Written instruction:
Transcribe the material below exactly as it appears.

Data shown:
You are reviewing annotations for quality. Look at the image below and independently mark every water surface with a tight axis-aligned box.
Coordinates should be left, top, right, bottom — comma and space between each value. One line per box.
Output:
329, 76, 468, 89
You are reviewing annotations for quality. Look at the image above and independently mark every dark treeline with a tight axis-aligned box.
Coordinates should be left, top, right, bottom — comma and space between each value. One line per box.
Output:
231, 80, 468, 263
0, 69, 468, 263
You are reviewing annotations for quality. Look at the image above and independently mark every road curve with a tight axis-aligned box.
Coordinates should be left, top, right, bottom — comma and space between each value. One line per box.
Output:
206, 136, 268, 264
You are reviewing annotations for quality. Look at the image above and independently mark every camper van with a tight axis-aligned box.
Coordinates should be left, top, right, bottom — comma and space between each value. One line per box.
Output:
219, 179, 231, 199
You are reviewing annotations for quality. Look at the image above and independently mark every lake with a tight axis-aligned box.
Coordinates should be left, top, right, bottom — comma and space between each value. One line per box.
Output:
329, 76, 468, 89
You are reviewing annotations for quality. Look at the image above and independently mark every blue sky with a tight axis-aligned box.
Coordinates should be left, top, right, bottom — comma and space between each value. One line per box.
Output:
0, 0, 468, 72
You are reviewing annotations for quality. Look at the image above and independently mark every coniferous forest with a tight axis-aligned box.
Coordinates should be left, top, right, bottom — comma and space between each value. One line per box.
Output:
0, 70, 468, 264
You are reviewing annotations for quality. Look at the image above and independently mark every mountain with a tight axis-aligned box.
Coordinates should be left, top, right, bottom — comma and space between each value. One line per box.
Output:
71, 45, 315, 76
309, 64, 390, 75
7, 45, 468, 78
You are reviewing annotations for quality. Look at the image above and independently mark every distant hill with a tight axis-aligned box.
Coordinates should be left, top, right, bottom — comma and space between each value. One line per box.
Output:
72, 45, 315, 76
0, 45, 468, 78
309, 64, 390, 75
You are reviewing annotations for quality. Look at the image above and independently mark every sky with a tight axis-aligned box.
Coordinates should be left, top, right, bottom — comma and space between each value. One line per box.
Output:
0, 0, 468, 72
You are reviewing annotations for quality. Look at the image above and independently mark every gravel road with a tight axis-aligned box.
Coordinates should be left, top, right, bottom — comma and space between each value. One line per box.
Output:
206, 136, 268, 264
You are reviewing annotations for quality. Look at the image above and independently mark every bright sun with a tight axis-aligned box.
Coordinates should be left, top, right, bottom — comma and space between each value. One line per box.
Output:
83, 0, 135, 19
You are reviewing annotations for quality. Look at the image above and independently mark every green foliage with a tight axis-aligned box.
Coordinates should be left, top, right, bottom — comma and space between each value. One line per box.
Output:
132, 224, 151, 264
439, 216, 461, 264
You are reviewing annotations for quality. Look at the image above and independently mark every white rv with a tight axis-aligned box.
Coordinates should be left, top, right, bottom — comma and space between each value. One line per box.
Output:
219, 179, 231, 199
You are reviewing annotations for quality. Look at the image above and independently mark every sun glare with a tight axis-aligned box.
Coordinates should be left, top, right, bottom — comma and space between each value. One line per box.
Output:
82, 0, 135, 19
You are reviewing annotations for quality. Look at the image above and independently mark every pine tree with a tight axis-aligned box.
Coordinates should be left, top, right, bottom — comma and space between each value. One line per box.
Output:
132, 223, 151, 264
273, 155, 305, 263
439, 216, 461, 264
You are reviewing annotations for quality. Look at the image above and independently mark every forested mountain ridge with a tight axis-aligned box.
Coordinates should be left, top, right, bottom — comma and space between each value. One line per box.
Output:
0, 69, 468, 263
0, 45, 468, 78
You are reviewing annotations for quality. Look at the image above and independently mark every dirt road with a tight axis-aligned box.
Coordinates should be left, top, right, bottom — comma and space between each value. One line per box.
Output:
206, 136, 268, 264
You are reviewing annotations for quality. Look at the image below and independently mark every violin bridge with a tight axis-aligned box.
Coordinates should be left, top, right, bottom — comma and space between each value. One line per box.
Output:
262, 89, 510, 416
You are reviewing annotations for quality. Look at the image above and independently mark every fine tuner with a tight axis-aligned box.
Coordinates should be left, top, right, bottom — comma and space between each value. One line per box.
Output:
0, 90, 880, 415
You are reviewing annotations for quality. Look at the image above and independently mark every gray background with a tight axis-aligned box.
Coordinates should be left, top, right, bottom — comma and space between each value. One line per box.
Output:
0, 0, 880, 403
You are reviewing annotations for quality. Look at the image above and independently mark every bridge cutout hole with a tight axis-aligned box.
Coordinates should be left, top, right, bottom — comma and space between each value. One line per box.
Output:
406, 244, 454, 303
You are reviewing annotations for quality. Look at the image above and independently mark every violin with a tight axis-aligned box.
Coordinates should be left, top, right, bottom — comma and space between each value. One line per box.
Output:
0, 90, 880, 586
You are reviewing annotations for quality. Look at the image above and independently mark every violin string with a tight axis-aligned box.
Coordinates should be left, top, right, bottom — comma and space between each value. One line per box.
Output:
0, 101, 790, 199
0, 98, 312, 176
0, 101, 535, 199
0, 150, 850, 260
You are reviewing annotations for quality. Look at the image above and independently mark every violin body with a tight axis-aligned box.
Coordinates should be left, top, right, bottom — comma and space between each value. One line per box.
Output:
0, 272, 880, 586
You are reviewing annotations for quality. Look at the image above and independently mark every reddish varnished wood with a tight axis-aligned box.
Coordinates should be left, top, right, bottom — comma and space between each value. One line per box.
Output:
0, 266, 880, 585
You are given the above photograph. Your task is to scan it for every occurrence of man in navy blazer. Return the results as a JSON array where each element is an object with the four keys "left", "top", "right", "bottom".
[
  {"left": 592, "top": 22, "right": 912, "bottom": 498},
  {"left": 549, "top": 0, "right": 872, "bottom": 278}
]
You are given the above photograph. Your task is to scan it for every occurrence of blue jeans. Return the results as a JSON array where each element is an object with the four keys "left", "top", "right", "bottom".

Problem solution:
You are reviewing annotations for quality. Look at the image below and independently mark every water surface with a tight axis-aligned box.
Coordinates should be left, top, right, bottom — comma and space between each value. One line per box.
Output:
329, 76, 468, 89
You are reviewing annotations for quality. Look at the image above and independently mark every dark treeline with a tight axis-aligned box.
Coordinates should be left, top, right, bottom — comma and space between each value. One line per box.
Output:
231, 80, 468, 263
0, 69, 468, 263
You are reviewing annotations for quality. Look at the image above and independently mark every road curve with a tight axis-aligned box.
Coordinates should be left, top, right, bottom — comma and space between each value. One line per box.
Output:
206, 136, 268, 264
You are reviewing annotations for quality. Look at the image above and independently mark every camper van with a tight axis-aligned box.
Coordinates should be left, top, right, bottom — comma and space between each value. One line per box.
Output:
219, 179, 231, 199
You are reviewing annotations for quality. Look at the image above and independently mark every lake with a tight axis-aligned box.
Coordinates should be left, top, right, bottom — comma and space between each value. One line per box.
Output:
329, 76, 468, 89
You are reviewing annotations for quality. Look at the image above and independently mark every blue sky with a tight axis-aligned box.
Coordinates should be left, top, right, bottom — comma and space between each value. One line per box.
Output:
0, 0, 468, 72
You are reviewing annotations for quality. Look at the image above and independently mark every coniferous forest with a tight axis-aligned box.
Coordinates should be left, top, right, bottom — comma and space between each value. One line per box.
Output:
0, 70, 468, 264
You are reviewing annotations for quality. Look at the image above and independently mark every mountain with a tight axis-aligned box.
Coordinates should be left, top, right, bottom — comma and space between each value. One line per box.
Output:
71, 45, 315, 76
309, 64, 390, 75
7, 45, 468, 78
You are reviewing annotations for quality. Look at the image above and independently mark every distant hill with a tight axis-aligned box.
Coordinates should be left, top, right, bottom — comma and space between each value. One line per box.
Output:
72, 45, 315, 76
0, 45, 468, 78
309, 64, 390, 75
You are reviewing annotations for quality. Look at the image above and independently mark every sky with a tight axis-aligned box.
Coordinates should be left, top, right, bottom — comma and space between each value. One line per box.
Output:
0, 0, 468, 72
You are reviewing annotations for quality. Look at the image above and independently mark every gravel road with a tight axis-aligned box.
Coordinates should be left, top, right, bottom — comma and space between each value. One line per box.
Output:
206, 136, 268, 264
You are reviewing annotations for quality. Look at the image above and independently mark every bright sun with a tight axis-aligned box.
Coordinates should be left, top, right, bottom — comma and space between each value. One line per box.
Output:
83, 0, 135, 19
You are reviewing annotations for quality. Look at the image above and independently mark every green foliage with a tight axis-aligned box.
Coordinates should be left, top, right, bottom — comma and space between each value. One line per box.
Output:
132, 224, 151, 264
439, 216, 461, 264
You are reviewing annotations for quality. Look at the image above and independently mark every white rv with a tight axis-aligned box.
Coordinates should be left, top, right, bottom — comma and space between each value. One line per box.
Output:
219, 179, 231, 199
You are reviewing annotations for quality. Look at the image above and independently mark every sun glare with a tight axis-aligned box.
Coordinates should be left, top, right, bottom — comma and space between each value. One line per box.
Output:
82, 0, 135, 19
You are reviewing annotations for quality. Look at the image above and independently mark every pine tree with a tight axis-aligned box.
Coordinates should be left, top, right, bottom — comma and space between each value. One line per box.
Output:
132, 223, 151, 264
273, 155, 305, 263
439, 216, 461, 264
You are reviewing annotations for quality. Look at the image above and independently mark every forested mountain ridge with a tight axis-aligned box.
Coordinates should be left, top, right, bottom — comma and space between each value. One line per box.
Output:
0, 69, 468, 263
0, 45, 468, 78
You are reviewing annotations for quality. Look at the image above and independently mark every dirt road with a tight axis-aligned box.
Coordinates should be left, top, right, bottom — comma and space between each value. One line per box.
Output:
206, 136, 268, 264
You are reviewing annotations for quality. Look at the image below and independently mark every violin bridge with a tight axis-aligned box.
Coordinates should be left, top, right, bottom — comma and space between each value. One line per box.
Output:
262, 89, 510, 416
You are reviewing annotations for quality. Look at the image above and independently mark every fine tuner with a tight axis-aligned box.
Coordinates should be left, top, right, bottom — comma and space between each value. One line per box.
Output:
0, 90, 880, 415
You are reviewing annotations for quality. Look at the image above and independently mark every gray background with a tight axis-aligned box.
Coordinates should be left, top, right, bottom — comma and space between each value. One line per box.
Output:
0, 0, 880, 403
You are reviewing annotations for quality. Look at the image above and independently mark every bridge cutout hole with a tight axis-aligned box.
Coordinates should be left, top, right, bottom — comma and space between each value. One line per box.
Output:
406, 244, 454, 303
You are reviewing annotations for quality. Look at the image above and independently mark every violin with a tight axis-aligned box.
Coordinates should be left, top, right, bottom — comma and space between each value. One line per box.
Output:
0, 90, 880, 586
You are reviewing annotations for quality. Look at the image above and independently mark every violin string with a tight axis-aligned box.
Coordinates should be left, top, right, bottom — comma and space between each value. One line per box.
Output:
0, 101, 790, 199
0, 98, 312, 176
0, 101, 535, 199
0, 150, 850, 260
You are reviewing annotations for quality. Look at the image above and independently mark every violin body with a tight axis-aligned box.
Coordinates should be left, top, right, bottom — comma and space between each value. One line per box.
Output:
0, 272, 880, 586
You are reviewing annotations for quality. Look at the image above and independently mark every reddish varnished wood with a tight axis-aligned box.
Coordinates should be left, top, right, bottom — comma and space between each value. One line per box.
Output:
0, 266, 880, 585
You are given the above photograph. Your task is to scan it for every occurrence of man in navy blazer. Return the results as a JSON array where each element is an object with the four keys "left", "top", "right", "bottom".
[
  {"left": 592, "top": 22, "right": 912, "bottom": 498},
  {"left": 549, "top": 0, "right": 872, "bottom": 278}
]
You are given the above photograph. Your task is to scan it for every occurrence of blue jeans. Return the results as a JSON array where each element is an object with the four keys "left", "top", "right", "bottom".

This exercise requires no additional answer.